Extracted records
■ ■ ■ ■
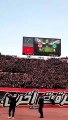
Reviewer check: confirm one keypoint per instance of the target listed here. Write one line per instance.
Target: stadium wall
(29, 97)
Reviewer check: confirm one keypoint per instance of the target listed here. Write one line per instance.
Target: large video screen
(41, 46)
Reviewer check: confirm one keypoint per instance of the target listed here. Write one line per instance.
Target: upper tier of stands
(33, 73)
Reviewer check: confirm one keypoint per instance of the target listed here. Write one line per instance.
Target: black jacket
(12, 101)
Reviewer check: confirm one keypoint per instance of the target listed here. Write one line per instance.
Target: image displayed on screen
(41, 46)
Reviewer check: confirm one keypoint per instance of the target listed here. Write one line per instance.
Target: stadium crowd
(33, 73)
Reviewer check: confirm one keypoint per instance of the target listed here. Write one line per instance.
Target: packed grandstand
(33, 73)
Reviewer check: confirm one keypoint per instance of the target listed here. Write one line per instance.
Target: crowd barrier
(28, 97)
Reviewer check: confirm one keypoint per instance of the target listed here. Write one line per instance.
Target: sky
(35, 18)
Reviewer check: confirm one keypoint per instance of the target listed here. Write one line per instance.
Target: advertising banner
(29, 97)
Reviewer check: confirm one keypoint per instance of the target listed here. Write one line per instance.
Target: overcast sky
(35, 18)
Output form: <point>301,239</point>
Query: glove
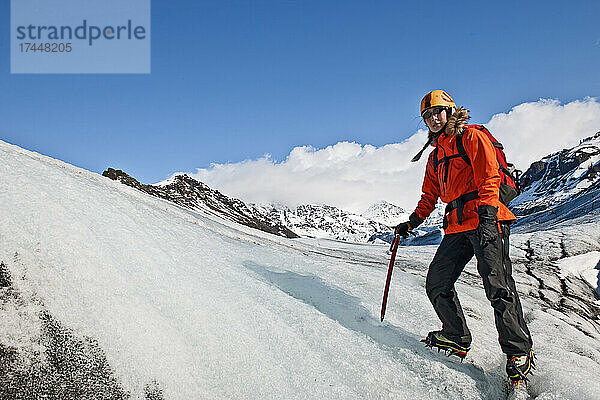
■ ■ ■ ■
Beginning with the line where "Target: sky" appears, restate word for word every line down to the last one in the data, but keep the pictures out.

### Exercise response
Target: sky
(35, 18)
Reviewer check: confirm one keypoint per instance of the target listed here. Write one line per instance.
Target: advertising banner
(29, 97)
Reviewer check: confirm one keypoint per instance of the target listed here. Write one line per instance.
Target: overcast sky
(35, 18)
Output form: <point>301,239</point>
Query: glove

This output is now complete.